_STATED PROBLEM_
Find each line in the rows below that contains the string "basket" and copy those lines out. Case counts.

_MATERIALS PROVIDED_
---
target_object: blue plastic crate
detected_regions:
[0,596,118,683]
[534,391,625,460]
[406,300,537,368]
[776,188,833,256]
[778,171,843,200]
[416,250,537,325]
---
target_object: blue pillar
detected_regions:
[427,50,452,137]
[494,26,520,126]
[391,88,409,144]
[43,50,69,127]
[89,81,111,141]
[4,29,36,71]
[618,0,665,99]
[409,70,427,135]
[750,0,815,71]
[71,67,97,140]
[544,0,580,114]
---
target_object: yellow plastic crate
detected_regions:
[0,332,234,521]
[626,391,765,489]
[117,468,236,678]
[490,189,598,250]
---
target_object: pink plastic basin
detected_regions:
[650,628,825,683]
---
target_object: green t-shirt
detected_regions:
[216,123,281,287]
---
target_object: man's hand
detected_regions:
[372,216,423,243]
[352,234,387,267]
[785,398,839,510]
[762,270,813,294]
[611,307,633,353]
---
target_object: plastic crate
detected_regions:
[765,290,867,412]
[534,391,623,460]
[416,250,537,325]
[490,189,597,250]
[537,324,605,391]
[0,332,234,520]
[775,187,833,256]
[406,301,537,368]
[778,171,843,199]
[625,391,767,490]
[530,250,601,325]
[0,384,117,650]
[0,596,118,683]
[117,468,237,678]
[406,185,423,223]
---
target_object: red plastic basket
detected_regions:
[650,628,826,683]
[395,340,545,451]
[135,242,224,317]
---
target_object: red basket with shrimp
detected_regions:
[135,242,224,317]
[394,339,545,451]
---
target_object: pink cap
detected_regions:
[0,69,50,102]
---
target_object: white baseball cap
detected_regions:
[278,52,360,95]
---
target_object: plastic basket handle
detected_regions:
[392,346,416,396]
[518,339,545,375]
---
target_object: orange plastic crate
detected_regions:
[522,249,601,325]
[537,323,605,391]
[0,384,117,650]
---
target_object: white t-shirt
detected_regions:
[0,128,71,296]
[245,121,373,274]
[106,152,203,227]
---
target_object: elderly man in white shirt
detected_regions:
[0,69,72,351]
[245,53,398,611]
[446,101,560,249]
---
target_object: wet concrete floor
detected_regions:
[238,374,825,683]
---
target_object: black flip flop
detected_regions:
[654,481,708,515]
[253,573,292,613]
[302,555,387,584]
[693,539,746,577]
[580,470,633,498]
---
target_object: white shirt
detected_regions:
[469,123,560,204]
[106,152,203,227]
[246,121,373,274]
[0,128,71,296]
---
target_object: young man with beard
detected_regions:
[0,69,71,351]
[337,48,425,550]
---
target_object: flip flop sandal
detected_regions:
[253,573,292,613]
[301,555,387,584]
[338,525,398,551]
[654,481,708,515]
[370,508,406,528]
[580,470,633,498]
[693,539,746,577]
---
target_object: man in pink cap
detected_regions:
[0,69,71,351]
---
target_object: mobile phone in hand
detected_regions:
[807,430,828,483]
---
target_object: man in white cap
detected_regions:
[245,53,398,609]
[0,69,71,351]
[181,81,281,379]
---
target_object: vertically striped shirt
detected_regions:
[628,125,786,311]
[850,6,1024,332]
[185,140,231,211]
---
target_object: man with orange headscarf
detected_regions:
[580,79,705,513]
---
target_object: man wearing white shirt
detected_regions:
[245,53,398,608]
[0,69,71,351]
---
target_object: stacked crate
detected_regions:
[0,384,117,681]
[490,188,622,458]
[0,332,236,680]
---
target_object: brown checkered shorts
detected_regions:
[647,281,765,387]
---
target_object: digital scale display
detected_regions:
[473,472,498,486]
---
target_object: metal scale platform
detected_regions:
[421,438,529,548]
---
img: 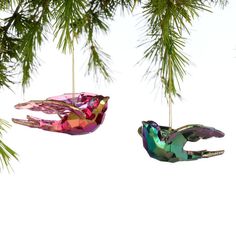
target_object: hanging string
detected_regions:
[168,93,172,130]
[72,38,75,103]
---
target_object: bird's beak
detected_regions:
[103,96,110,103]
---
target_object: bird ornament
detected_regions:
[138,121,224,162]
[12,93,109,135]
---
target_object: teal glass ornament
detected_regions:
[138,121,224,162]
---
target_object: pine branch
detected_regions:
[0,119,18,170]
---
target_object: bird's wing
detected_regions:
[15,100,86,118]
[166,124,224,143]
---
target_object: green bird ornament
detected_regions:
[138,121,224,162]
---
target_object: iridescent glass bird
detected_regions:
[138,121,224,162]
[12,93,109,135]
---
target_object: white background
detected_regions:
[0,1,236,236]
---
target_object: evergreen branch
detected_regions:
[0,119,18,170]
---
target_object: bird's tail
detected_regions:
[187,150,224,160]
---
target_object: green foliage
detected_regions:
[0,0,227,96]
[0,119,18,170]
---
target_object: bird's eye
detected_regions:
[89,98,99,108]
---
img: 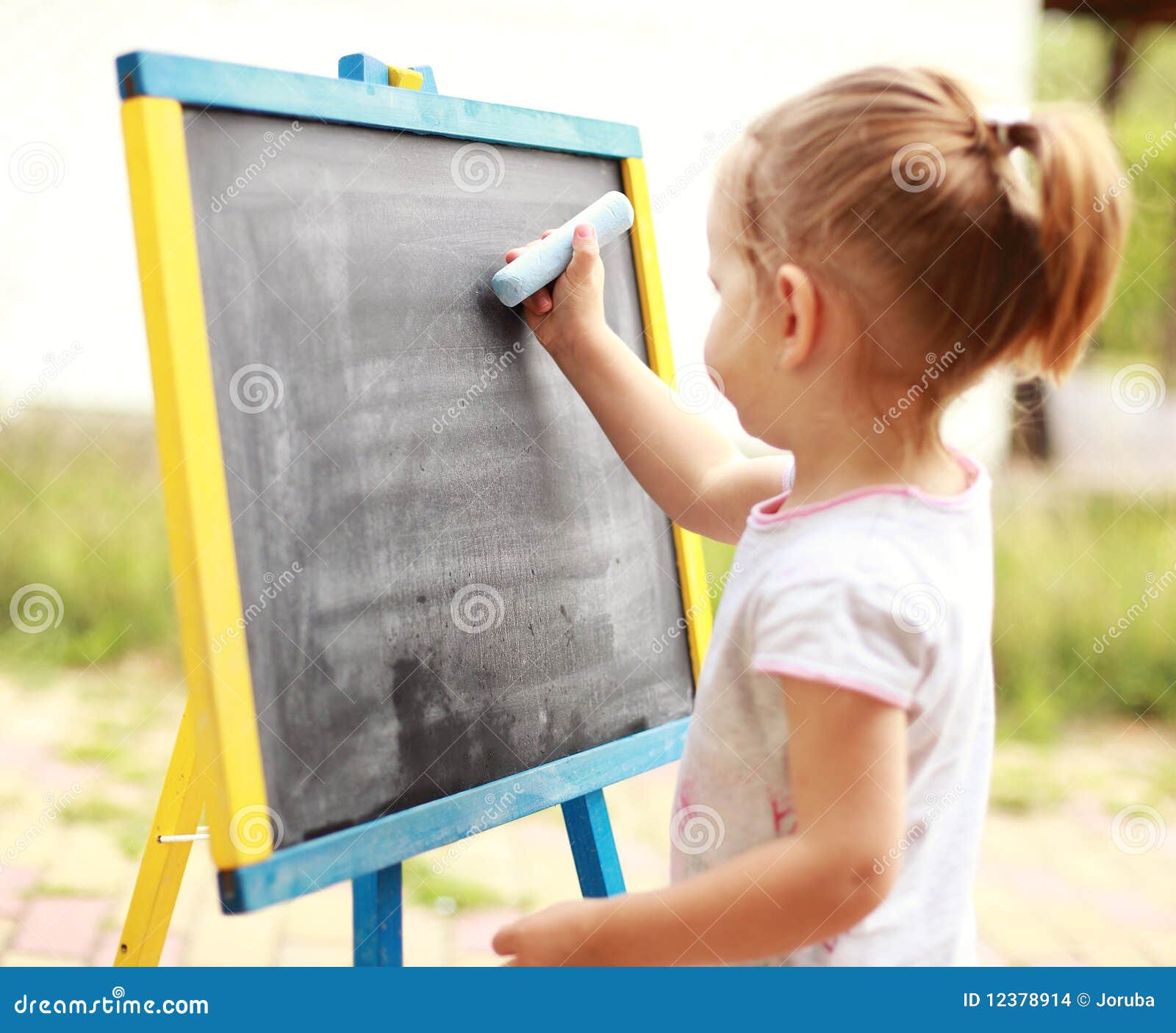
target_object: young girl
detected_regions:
[494,68,1125,965]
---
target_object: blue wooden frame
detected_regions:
[219,717,690,914]
[116,51,689,966]
[116,51,641,157]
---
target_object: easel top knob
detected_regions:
[339,53,437,93]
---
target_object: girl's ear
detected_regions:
[775,263,820,369]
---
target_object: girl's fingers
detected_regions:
[522,287,551,316]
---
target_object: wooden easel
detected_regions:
[114,54,710,966]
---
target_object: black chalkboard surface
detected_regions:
[186,109,692,847]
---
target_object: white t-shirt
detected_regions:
[670,457,994,965]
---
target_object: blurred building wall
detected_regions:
[0,0,1039,458]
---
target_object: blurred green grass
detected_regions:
[0,412,1176,739]
[0,410,175,670]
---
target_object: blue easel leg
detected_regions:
[351,865,404,966]
[563,788,625,896]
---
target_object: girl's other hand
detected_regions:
[492,898,615,968]
[507,223,608,355]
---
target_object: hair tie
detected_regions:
[980,104,1033,151]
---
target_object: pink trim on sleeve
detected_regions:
[751,657,913,710]
[747,453,988,529]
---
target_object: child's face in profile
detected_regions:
[703,182,797,442]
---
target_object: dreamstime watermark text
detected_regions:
[208,119,302,215]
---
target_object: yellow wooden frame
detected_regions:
[621,157,714,682]
[122,96,273,874]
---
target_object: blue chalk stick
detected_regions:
[490,190,633,308]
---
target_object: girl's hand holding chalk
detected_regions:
[490,190,633,308]
[506,222,608,355]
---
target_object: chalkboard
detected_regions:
[184,108,692,849]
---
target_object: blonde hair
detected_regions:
[722,67,1127,432]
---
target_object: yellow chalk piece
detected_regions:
[621,157,716,680]
[388,65,425,90]
[122,98,273,868]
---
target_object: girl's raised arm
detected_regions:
[507,226,786,541]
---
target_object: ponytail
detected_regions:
[1002,108,1127,381]
[723,67,1127,431]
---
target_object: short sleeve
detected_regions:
[750,577,931,710]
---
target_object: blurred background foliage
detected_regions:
[1035,12,1176,377]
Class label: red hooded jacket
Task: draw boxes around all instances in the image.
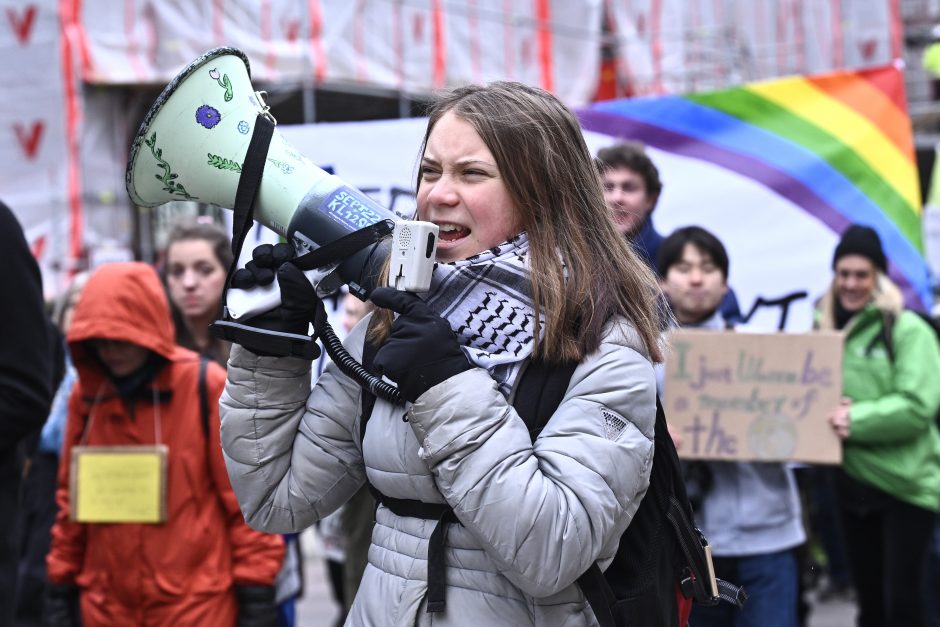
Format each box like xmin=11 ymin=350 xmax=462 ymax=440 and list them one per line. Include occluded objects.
xmin=47 ymin=262 xmax=284 ymax=626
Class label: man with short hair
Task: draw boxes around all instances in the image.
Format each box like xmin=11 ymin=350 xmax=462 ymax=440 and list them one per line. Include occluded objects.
xmin=595 ymin=142 xmax=742 ymax=322
xmin=657 ymin=226 xmax=806 ymax=627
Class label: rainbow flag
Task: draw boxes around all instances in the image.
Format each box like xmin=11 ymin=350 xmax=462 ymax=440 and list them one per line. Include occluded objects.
xmin=578 ymin=66 xmax=931 ymax=309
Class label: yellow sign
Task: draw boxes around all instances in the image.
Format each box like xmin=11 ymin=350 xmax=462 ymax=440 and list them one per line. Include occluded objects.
xmin=69 ymin=445 xmax=167 ymax=523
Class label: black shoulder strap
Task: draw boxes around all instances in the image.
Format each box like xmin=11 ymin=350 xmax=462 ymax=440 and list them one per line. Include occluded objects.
xmin=865 ymin=311 xmax=897 ymax=363
xmin=199 ymin=355 xmax=209 ymax=438
xmin=512 ymin=359 xmax=578 ymax=441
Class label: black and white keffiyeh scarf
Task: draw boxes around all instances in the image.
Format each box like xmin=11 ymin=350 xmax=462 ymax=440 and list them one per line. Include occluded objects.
xmin=424 ymin=232 xmax=532 ymax=397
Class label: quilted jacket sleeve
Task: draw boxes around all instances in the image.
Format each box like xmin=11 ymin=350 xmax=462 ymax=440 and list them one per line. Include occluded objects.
xmin=409 ymin=325 xmax=656 ymax=597
xmin=220 ymin=316 xmax=368 ymax=533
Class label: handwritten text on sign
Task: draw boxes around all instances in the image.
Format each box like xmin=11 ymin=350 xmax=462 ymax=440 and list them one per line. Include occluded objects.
xmin=664 ymin=330 xmax=842 ymax=464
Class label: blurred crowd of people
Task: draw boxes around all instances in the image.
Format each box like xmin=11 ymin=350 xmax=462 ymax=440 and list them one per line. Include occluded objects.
xmin=0 ymin=131 xmax=940 ymax=627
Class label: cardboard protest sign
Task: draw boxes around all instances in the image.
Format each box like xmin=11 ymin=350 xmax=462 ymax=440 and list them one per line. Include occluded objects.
xmin=663 ymin=330 xmax=842 ymax=464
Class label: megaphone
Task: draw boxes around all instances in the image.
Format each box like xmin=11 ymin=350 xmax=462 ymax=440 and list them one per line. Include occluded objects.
xmin=125 ymin=48 xmax=408 ymax=319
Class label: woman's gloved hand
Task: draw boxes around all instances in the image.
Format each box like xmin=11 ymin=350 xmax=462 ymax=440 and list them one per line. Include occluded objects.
xmin=370 ymin=287 xmax=473 ymax=403
xmin=42 ymin=583 xmax=82 ymax=627
xmin=235 ymin=586 xmax=277 ymax=627
xmin=232 ymin=244 xmax=326 ymax=357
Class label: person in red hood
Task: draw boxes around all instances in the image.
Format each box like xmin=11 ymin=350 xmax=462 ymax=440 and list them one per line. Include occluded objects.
xmin=44 ymin=262 xmax=284 ymax=627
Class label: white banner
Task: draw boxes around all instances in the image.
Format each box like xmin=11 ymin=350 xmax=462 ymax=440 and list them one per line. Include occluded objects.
xmin=79 ymin=0 xmax=602 ymax=104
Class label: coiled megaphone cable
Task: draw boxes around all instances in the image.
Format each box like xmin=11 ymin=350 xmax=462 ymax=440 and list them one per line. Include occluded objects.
xmin=317 ymin=320 xmax=405 ymax=405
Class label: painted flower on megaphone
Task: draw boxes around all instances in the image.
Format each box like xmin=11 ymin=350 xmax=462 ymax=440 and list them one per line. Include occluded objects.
xmin=196 ymin=105 xmax=222 ymax=128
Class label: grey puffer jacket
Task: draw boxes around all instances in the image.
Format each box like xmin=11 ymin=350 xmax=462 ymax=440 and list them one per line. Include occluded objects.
xmin=221 ymin=318 xmax=656 ymax=627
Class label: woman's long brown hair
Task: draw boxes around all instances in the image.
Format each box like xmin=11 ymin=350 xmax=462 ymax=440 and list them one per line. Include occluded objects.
xmin=370 ymin=81 xmax=663 ymax=363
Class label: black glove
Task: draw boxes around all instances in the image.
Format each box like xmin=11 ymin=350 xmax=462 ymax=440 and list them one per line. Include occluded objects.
xmin=42 ymin=583 xmax=82 ymax=627
xmin=370 ymin=287 xmax=473 ymax=403
xmin=226 ymin=244 xmax=326 ymax=359
xmin=235 ymin=586 xmax=277 ymax=627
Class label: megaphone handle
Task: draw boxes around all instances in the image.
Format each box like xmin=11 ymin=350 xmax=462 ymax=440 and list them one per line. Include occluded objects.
xmin=317 ymin=321 xmax=405 ymax=405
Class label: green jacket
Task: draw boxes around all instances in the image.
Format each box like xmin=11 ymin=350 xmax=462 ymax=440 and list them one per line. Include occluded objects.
xmin=816 ymin=277 xmax=940 ymax=511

_PROBLEM SOLUTION_
target_object: red plastic basket
target_object: red basket with shrimp
target_object: plastic basket handle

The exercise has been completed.